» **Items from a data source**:
□ □ □ □ □ □ □
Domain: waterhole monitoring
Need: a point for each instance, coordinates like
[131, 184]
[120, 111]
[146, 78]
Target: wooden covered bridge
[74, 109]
□ □ □ □ □ □ □
» **Task details**: Please reproduce the items above line for line, without changing anything.

» **The reply**:
Domain: waterhole monitoring
Need: a point for each instance, coordinates like
[131, 184]
[120, 111]
[146, 78]
Target: wooden covered bridge
[74, 109]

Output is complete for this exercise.